* **Problem statement**: Copy the items word for word, starting at the beginning and ending with the line that contains "box: [1194, 1033, 1235, 1085]", leaving out the pictures.

* **Material provided**:
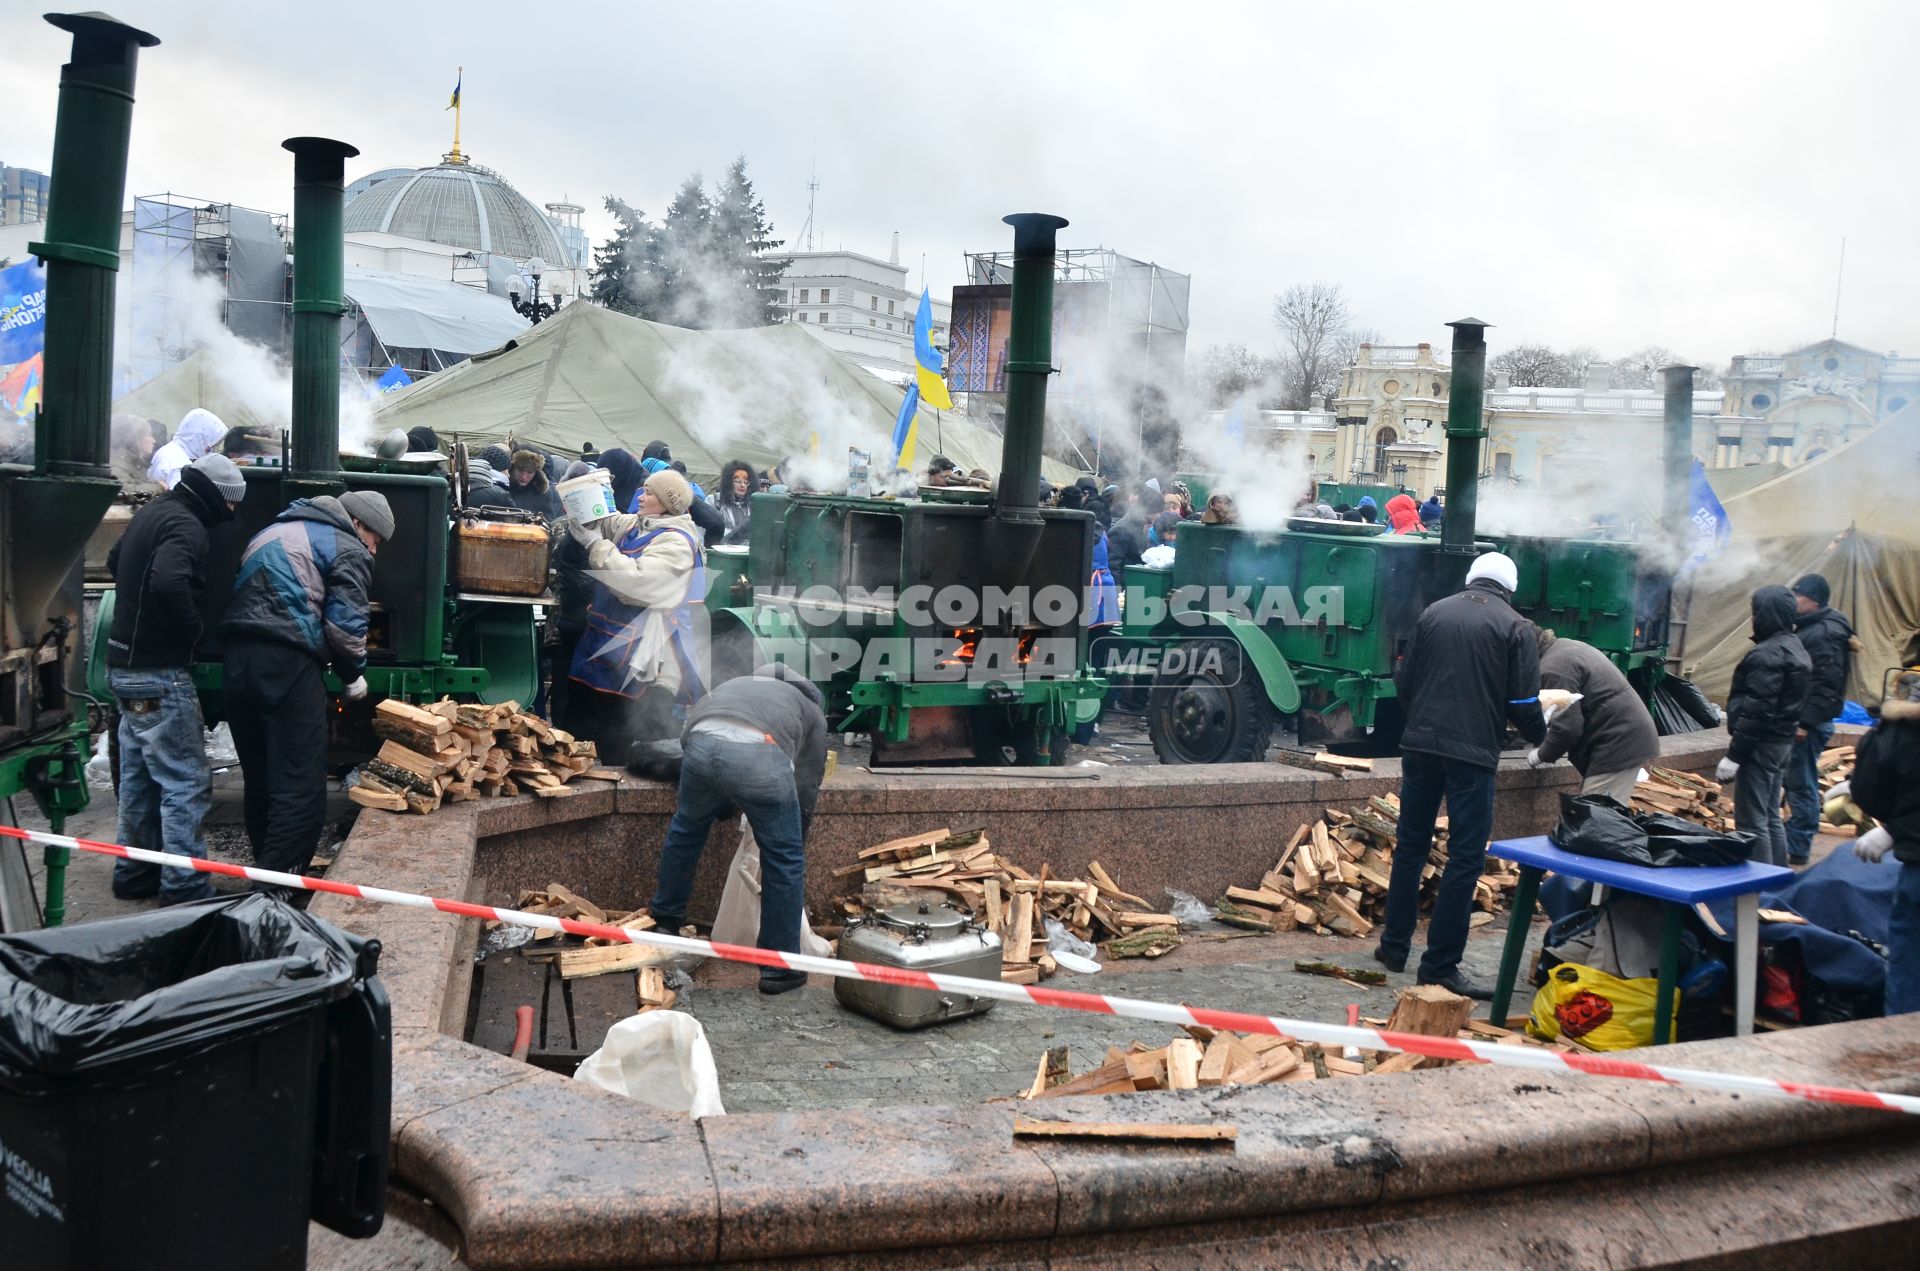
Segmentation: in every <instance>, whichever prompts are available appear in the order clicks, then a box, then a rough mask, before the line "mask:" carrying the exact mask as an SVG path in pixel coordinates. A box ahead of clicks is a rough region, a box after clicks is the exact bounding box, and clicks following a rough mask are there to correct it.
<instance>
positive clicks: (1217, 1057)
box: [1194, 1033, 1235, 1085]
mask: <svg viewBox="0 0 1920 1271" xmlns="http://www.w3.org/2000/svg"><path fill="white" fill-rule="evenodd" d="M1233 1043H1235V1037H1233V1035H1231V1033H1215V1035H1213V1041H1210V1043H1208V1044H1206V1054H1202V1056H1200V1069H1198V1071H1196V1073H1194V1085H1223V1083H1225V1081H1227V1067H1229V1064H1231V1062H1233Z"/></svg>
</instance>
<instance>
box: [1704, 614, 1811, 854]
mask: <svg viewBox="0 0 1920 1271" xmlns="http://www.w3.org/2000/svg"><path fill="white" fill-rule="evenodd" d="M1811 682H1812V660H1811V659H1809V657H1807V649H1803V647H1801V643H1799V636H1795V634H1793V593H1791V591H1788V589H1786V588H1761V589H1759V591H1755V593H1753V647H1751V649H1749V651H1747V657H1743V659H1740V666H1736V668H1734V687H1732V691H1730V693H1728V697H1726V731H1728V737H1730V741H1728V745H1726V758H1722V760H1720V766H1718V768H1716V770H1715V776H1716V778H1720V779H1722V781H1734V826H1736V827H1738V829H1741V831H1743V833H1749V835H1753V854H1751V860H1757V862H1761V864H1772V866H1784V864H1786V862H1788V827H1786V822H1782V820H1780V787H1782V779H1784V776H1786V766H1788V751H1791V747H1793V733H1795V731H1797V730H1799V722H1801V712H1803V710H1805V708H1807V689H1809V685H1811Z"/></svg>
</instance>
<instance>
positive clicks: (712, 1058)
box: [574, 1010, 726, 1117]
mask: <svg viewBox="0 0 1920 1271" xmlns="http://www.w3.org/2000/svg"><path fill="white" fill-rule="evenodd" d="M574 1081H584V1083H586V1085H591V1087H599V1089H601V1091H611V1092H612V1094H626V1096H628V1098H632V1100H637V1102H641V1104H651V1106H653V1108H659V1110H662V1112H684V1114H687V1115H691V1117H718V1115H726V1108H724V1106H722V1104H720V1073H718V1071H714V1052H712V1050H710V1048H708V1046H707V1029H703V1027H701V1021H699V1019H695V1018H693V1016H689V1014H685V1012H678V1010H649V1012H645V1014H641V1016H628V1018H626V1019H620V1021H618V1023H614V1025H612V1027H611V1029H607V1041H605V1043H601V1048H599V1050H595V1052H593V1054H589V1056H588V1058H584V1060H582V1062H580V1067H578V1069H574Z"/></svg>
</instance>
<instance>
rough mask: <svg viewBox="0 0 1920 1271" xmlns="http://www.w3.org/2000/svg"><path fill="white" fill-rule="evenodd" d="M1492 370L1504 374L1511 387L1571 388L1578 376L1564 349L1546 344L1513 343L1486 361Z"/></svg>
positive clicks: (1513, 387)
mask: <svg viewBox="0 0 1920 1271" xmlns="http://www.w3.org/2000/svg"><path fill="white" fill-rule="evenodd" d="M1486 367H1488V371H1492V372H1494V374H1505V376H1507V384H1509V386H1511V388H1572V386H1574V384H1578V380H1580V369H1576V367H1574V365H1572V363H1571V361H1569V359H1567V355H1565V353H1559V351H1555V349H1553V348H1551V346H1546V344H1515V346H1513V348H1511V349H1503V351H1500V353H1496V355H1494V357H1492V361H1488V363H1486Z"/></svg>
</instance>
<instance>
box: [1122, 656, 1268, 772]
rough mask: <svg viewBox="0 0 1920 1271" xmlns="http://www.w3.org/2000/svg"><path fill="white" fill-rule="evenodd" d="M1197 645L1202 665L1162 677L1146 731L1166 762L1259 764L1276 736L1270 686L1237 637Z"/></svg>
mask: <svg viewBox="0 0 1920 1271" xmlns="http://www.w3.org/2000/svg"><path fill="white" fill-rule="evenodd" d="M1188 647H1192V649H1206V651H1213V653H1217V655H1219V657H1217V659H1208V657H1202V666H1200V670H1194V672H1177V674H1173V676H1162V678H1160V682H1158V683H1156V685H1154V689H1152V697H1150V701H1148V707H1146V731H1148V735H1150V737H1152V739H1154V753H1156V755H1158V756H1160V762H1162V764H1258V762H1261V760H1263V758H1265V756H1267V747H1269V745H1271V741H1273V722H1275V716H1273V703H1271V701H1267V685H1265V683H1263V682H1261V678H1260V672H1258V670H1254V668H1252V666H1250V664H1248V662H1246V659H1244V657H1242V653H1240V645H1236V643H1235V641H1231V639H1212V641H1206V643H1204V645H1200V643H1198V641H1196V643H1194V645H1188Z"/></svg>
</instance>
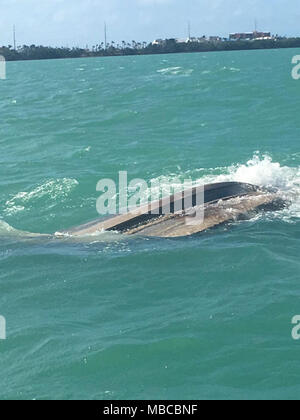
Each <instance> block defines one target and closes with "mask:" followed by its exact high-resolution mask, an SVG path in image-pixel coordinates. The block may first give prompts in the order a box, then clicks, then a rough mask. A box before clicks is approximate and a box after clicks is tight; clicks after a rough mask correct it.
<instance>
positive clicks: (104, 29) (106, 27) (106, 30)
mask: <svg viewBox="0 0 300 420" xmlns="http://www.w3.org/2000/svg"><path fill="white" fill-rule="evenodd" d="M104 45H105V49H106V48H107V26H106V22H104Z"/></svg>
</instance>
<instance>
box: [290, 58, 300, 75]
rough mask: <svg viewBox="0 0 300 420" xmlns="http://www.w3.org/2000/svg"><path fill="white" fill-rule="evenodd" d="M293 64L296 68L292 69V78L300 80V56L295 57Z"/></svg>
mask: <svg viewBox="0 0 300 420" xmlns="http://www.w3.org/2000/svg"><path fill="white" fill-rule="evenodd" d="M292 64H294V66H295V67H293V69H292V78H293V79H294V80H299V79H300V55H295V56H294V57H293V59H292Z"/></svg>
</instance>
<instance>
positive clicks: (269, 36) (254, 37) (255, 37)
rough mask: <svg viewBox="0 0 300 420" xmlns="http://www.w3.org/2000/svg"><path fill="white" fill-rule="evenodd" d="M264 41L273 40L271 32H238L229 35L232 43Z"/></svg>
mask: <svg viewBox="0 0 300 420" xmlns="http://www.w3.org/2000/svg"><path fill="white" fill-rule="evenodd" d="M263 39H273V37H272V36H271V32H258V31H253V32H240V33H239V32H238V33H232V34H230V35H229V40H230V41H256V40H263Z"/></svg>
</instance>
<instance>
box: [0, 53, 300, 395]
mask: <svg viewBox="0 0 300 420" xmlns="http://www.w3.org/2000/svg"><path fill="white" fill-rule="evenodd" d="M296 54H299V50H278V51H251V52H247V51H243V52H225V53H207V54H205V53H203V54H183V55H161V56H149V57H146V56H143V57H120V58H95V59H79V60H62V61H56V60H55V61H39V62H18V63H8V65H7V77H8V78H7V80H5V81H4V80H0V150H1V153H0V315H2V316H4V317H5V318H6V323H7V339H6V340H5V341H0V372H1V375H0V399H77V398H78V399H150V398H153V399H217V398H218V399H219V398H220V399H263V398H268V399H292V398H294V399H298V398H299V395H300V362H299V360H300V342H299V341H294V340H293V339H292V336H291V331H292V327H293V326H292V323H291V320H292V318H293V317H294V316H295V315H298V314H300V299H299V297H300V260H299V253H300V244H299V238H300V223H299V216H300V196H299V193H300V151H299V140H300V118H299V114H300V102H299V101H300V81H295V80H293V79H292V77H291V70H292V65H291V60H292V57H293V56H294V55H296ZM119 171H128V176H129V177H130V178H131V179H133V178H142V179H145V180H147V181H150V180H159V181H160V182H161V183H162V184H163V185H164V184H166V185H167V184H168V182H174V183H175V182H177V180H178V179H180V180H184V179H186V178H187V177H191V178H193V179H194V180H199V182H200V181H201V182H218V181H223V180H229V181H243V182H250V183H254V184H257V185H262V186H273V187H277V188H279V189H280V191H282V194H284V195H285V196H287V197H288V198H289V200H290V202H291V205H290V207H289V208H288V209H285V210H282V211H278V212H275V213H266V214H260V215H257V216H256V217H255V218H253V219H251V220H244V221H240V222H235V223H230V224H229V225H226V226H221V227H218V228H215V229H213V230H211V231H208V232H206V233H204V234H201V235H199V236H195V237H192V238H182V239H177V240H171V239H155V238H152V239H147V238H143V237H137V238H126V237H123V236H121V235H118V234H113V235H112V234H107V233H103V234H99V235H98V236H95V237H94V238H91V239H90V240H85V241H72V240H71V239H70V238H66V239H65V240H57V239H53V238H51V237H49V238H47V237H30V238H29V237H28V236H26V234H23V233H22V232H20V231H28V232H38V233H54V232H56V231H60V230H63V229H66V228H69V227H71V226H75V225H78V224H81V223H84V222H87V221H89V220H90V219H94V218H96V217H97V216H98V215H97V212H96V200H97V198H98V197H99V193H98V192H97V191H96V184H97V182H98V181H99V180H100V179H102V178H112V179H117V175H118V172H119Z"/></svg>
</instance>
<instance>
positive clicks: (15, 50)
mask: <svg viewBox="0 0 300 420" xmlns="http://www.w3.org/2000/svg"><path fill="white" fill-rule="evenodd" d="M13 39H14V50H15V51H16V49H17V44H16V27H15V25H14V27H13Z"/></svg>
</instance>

* **Expected answer**:
Segmentation: in every <instance>, whichever prompts are available appear in the order clicks, then a box, then a rough mask, before the line "mask:" carrying the exact mask as an SVG path in pixel coordinates. A box ahead of clicks is a rough region, a box after clicks is the exact bounding box, and clicks following a rough mask are there to correct it.
<instance>
positive clicks: (1217, 1057)
box: [1194, 1033, 1235, 1085]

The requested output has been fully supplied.